[begin DATA FOR THIS TASK]

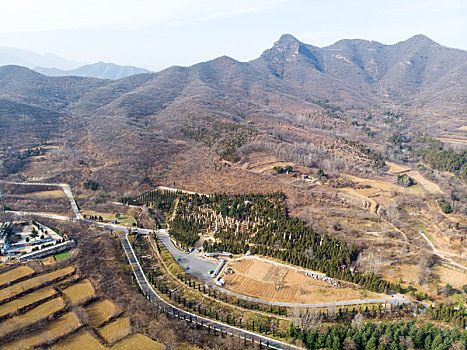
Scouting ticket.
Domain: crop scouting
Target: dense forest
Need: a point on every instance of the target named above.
(376, 336)
(260, 224)
(433, 152)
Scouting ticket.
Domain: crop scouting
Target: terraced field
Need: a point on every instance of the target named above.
(65, 324)
(115, 330)
(100, 312)
(35, 282)
(15, 274)
(138, 341)
(26, 300)
(79, 341)
(28, 318)
(79, 292)
(41, 312)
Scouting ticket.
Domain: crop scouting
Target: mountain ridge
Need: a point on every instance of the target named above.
(99, 70)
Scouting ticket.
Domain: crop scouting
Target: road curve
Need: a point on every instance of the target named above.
(149, 292)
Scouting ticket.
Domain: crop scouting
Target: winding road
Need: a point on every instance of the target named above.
(199, 268)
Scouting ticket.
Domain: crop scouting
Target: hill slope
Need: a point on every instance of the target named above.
(97, 70)
(293, 94)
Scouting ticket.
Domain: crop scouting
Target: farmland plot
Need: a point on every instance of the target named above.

[end DATA FOR THIS TASK]

= TASK GOAL =
Lay out all of the material above as a numbered list with one entry per line, skipping any blank lines. Leave the picture out of your answer.

= ANSWER IN FULL =
1. Scouting ticket.
2. Domain: crop scouting
3. Target: dense forest
4. Need: a point on every instance of the target named above.
5. (376, 336)
6. (260, 224)
7. (433, 152)
8. Scouting ticket.
9. Domain: crop scouting
10. Target: terraced field
11. Need: a point on every instance of the target named above.
12. (65, 324)
13. (115, 330)
14. (100, 312)
15. (35, 282)
16. (15, 274)
17. (138, 341)
18. (26, 300)
19. (79, 341)
20. (28, 318)
21. (79, 292)
22. (41, 312)
23. Scouting ticket.
24. Domain: crop scouting
25. Target: mountain ridge
26. Need: a point on every instance of the target named above.
27. (99, 70)
28. Scouting ticket.
29. Domain: crop scouting
30. Target: road curve
31. Need: a point on every instance of the target named above.
32. (149, 292)
33. Scouting ticket.
34. Domain: crop scouting
35. Target: winding road
36. Need: a point on every instance of the target named above.
37. (199, 268)
38. Scouting ticket.
39. Domain: crop scouting
40. Target: hill slope
41. Need: a point on every instance of the target named above.
42. (97, 70)
43. (293, 94)
44. Scouting ticket.
45. Domain: crop scouting
46. Target: farmland plot
47. Need: a point on every instance of the target named above.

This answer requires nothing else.